===== Dataset entries =====

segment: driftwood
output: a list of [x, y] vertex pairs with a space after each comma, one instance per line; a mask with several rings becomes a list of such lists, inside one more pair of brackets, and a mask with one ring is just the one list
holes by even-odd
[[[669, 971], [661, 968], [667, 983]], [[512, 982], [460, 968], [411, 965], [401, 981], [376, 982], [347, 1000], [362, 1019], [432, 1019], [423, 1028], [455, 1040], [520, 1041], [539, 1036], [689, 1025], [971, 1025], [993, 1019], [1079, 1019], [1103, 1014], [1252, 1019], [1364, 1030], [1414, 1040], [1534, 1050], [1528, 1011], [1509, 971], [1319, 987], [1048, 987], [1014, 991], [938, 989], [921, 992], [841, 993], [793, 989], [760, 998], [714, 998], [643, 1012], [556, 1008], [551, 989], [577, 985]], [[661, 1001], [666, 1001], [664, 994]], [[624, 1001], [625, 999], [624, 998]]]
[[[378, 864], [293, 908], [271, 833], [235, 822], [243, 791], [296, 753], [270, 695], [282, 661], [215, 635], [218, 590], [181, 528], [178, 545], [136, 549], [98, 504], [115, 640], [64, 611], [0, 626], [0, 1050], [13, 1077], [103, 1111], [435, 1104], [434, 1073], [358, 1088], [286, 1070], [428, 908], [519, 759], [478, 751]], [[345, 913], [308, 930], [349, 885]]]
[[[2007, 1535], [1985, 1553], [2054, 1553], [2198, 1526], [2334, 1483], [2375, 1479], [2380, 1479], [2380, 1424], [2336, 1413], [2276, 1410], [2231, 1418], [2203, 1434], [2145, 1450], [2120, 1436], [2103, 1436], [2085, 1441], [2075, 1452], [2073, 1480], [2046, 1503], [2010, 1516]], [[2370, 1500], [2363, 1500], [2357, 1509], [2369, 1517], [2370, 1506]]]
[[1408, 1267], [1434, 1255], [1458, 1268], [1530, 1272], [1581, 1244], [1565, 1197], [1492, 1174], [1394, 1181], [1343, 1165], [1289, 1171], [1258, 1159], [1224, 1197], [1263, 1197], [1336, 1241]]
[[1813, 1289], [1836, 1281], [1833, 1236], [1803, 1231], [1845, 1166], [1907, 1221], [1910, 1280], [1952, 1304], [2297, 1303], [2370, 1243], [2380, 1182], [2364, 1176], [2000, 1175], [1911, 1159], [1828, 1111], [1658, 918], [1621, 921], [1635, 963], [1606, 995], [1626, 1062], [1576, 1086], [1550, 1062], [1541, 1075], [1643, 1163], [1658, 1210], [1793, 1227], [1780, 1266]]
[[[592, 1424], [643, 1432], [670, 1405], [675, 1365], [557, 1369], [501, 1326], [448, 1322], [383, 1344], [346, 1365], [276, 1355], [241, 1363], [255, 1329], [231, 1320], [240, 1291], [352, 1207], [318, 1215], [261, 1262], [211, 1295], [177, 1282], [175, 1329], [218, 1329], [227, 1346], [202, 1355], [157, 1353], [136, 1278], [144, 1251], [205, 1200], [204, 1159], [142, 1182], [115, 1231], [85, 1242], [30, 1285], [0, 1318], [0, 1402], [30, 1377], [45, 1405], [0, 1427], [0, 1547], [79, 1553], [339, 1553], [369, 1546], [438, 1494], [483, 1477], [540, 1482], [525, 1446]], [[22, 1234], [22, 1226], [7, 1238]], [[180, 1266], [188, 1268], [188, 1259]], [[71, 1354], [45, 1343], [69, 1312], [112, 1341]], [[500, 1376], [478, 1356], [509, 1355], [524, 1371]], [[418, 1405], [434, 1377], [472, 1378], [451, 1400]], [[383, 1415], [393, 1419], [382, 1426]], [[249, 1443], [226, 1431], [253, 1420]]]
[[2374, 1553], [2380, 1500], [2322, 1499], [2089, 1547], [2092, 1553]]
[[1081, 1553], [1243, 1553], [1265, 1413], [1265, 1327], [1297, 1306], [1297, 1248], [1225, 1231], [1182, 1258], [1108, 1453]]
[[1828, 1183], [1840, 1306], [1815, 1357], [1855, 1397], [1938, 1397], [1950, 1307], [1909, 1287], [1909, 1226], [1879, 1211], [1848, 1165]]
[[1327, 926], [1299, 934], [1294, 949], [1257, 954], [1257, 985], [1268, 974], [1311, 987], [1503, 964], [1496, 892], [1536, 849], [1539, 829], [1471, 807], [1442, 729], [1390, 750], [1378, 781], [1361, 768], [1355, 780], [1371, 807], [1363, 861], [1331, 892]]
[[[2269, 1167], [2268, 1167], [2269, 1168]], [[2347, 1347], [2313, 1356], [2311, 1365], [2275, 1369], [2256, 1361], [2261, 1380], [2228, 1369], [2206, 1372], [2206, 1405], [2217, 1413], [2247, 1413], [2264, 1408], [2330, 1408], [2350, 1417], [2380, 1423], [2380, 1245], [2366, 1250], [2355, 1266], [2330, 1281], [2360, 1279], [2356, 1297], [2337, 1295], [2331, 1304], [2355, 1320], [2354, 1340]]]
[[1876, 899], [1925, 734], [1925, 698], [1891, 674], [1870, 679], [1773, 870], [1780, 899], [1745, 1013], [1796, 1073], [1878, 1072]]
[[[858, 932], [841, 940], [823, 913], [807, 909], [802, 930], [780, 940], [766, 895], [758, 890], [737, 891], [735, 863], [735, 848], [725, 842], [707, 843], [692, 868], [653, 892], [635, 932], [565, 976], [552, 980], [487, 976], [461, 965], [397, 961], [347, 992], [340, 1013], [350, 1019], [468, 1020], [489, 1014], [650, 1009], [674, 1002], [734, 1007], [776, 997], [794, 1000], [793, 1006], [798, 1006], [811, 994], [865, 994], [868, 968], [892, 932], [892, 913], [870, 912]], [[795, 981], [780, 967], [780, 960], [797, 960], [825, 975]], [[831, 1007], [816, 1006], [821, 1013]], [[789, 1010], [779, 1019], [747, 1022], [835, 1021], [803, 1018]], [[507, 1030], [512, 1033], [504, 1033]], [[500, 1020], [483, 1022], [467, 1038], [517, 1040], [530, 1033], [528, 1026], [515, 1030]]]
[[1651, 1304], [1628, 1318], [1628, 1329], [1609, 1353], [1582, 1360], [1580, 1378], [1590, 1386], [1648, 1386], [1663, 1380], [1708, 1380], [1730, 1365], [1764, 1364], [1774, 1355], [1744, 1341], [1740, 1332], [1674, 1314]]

=====

# To do
The records must be reproduced in full. Nothing should differ.

# Exercise result
segment: driftwood
output: a list of [x, y] vertex pairs with a space after each comma, one instance per line; a mask with several rings becomes a list of such lists, inside one more pair of brackets, and a mask with one ring is just the one list
holes by even-odd
[[[669, 971], [661, 968], [667, 983]], [[512, 982], [460, 968], [411, 965], [401, 981], [376, 982], [347, 1000], [362, 1019], [432, 1019], [423, 1028], [455, 1040], [520, 1041], [539, 1036], [689, 1025], [971, 1025], [993, 1019], [1079, 1019], [1103, 1014], [1252, 1019], [1364, 1030], [1414, 1040], [1534, 1050], [1528, 1011], [1509, 971], [1319, 987], [1048, 987], [1014, 991], [938, 989], [921, 992], [841, 993], [793, 989], [760, 998], [714, 998], [643, 1012], [556, 1008], [551, 989], [577, 985]], [[661, 1001], [666, 1001], [664, 994]], [[624, 1001], [625, 999], [624, 998]]]
[[[378, 864], [293, 908], [271, 833], [235, 822], [243, 791], [296, 753], [270, 695], [282, 661], [215, 635], [218, 590], [181, 528], [178, 545], [136, 549], [98, 504], [115, 640], [64, 611], [0, 626], [0, 1050], [13, 1077], [103, 1111], [435, 1104], [434, 1073], [358, 1088], [286, 1070], [428, 908], [519, 759], [478, 751]], [[345, 913], [308, 930], [349, 885]]]
[[[2007, 1535], [1985, 1553], [2054, 1553], [2198, 1526], [2334, 1483], [2375, 1479], [2380, 1479], [2380, 1424], [2336, 1413], [2276, 1410], [2231, 1418], [2203, 1434], [2145, 1450], [2120, 1436], [2103, 1436], [2085, 1441], [2075, 1452], [2073, 1480], [2046, 1503], [2010, 1516]], [[2370, 1500], [2363, 1500], [2357, 1509], [2369, 1517], [2370, 1506]]]
[[1408, 1267], [1434, 1255], [1458, 1268], [1530, 1272], [1581, 1244], [1565, 1197], [1492, 1174], [1394, 1181], [1343, 1165], [1289, 1171], [1258, 1159], [1224, 1197], [1263, 1197], [1336, 1241]]
[[1813, 1289], [1836, 1281], [1833, 1236], [1803, 1231], [1845, 1166], [1907, 1221], [1910, 1280], [1952, 1304], [2297, 1303], [2370, 1243], [2380, 1182], [2364, 1176], [2000, 1175], [1911, 1159], [1828, 1111], [1658, 918], [1621, 921], [1635, 963], [1606, 995], [1626, 1062], [1576, 1086], [1550, 1062], [1541, 1075], [1643, 1163], [1658, 1210], [1793, 1227], [1780, 1266]]
[[[592, 1424], [643, 1432], [670, 1405], [675, 1365], [557, 1369], [501, 1326], [448, 1322], [383, 1344], [346, 1365], [276, 1355], [241, 1363], [255, 1329], [231, 1320], [240, 1291], [352, 1207], [318, 1215], [261, 1262], [211, 1295], [177, 1282], [175, 1329], [218, 1329], [227, 1346], [202, 1355], [157, 1353], [136, 1278], [144, 1251], [205, 1200], [204, 1159], [142, 1182], [115, 1231], [85, 1242], [30, 1285], [0, 1318], [0, 1402], [30, 1377], [45, 1405], [0, 1427], [0, 1547], [79, 1553], [339, 1553], [369, 1546], [438, 1494], [483, 1477], [540, 1482], [525, 1446]], [[22, 1234], [22, 1226], [7, 1238]], [[180, 1266], [188, 1268], [188, 1259]], [[71, 1354], [45, 1343], [69, 1312], [112, 1341]], [[500, 1376], [478, 1356], [509, 1355], [524, 1371]], [[418, 1405], [434, 1377], [472, 1378], [451, 1400]], [[383, 1415], [393, 1419], [382, 1426]], [[249, 1443], [226, 1431], [253, 1420]]]
[[2374, 1553], [2380, 1500], [2322, 1499], [2089, 1547], [2092, 1553]]
[[1081, 1553], [1243, 1553], [1265, 1413], [1265, 1327], [1297, 1306], [1297, 1248], [1225, 1231], [1182, 1258], [1108, 1453]]
[[1828, 1183], [1840, 1306], [1815, 1357], [1855, 1397], [1938, 1397], [1950, 1307], [1909, 1287], [1909, 1226], [1879, 1211], [1848, 1165]]
[[1327, 926], [1299, 934], [1294, 949], [1257, 954], [1257, 985], [1268, 974], [1311, 987], [1503, 964], [1496, 892], [1536, 849], [1539, 829], [1471, 807], [1442, 729], [1390, 750], [1378, 781], [1361, 768], [1355, 780], [1371, 807], [1363, 861], [1331, 892]]
[[[2269, 1167], [2268, 1167], [2269, 1168]], [[2347, 1347], [2313, 1356], [2311, 1365], [2275, 1369], [2256, 1361], [2261, 1380], [2228, 1369], [2206, 1372], [2206, 1405], [2217, 1413], [2247, 1413], [2264, 1408], [2330, 1408], [2350, 1417], [2380, 1423], [2380, 1245], [2366, 1250], [2355, 1266], [2330, 1281], [2360, 1279], [2356, 1297], [2337, 1295], [2331, 1304], [2355, 1320], [2354, 1340]]]
[[1876, 899], [1925, 734], [1925, 698], [1891, 674], [1870, 679], [1773, 870], [1780, 899], [1745, 1013], [1796, 1073], [1878, 1072]]
[[[858, 932], [841, 940], [823, 913], [807, 909], [802, 930], [780, 940], [766, 895], [758, 890], [737, 891], [735, 863], [735, 848], [725, 842], [707, 843], [692, 868], [653, 892], [635, 932], [565, 976], [552, 980], [487, 976], [461, 965], [397, 961], [347, 992], [340, 1013], [350, 1019], [468, 1020], [489, 1014], [650, 1009], [674, 1002], [734, 1007], [776, 997], [794, 1000], [793, 1006], [798, 1006], [811, 994], [865, 994], [868, 968], [892, 932], [892, 913], [870, 912]], [[795, 981], [780, 967], [780, 960], [797, 960], [825, 975]], [[831, 1007], [816, 1006], [821, 1013]], [[789, 1010], [779, 1019], [747, 1022], [835, 1021], [803, 1018]], [[507, 1030], [512, 1033], [504, 1033]], [[500, 1020], [483, 1022], [467, 1038], [517, 1040], [530, 1033], [528, 1026], [515, 1030]]]
[[1651, 1304], [1628, 1318], [1628, 1329], [1609, 1353], [1582, 1360], [1580, 1378], [1590, 1386], [1648, 1386], [1663, 1380], [1708, 1380], [1730, 1365], [1764, 1364], [1774, 1355], [1744, 1341], [1740, 1332], [1674, 1314]]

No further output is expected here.